— START OF Task input —
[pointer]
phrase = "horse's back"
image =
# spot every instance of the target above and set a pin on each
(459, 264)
— END OF Task input —
— START OF Task input —
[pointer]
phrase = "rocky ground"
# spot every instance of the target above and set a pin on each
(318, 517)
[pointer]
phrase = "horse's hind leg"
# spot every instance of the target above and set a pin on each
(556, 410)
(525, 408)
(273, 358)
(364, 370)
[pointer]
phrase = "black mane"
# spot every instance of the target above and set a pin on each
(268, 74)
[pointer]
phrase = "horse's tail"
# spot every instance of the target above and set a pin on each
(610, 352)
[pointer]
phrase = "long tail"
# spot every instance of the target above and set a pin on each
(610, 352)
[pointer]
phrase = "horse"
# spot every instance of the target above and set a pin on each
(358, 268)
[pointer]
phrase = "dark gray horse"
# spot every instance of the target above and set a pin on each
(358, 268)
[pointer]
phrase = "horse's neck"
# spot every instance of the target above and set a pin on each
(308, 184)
— END OF Task input —
Gather every line from the rows above that contains the word "horse", matching case exactly, and copy each one out in full.

▶ [Finished exercise]:
phrase = "horse's back"
phrase = "horse's hind leg"
phrase = "horse's tail"
phrase = "horse"
phrase = "dark gray horse"
phrase = "horse's neck"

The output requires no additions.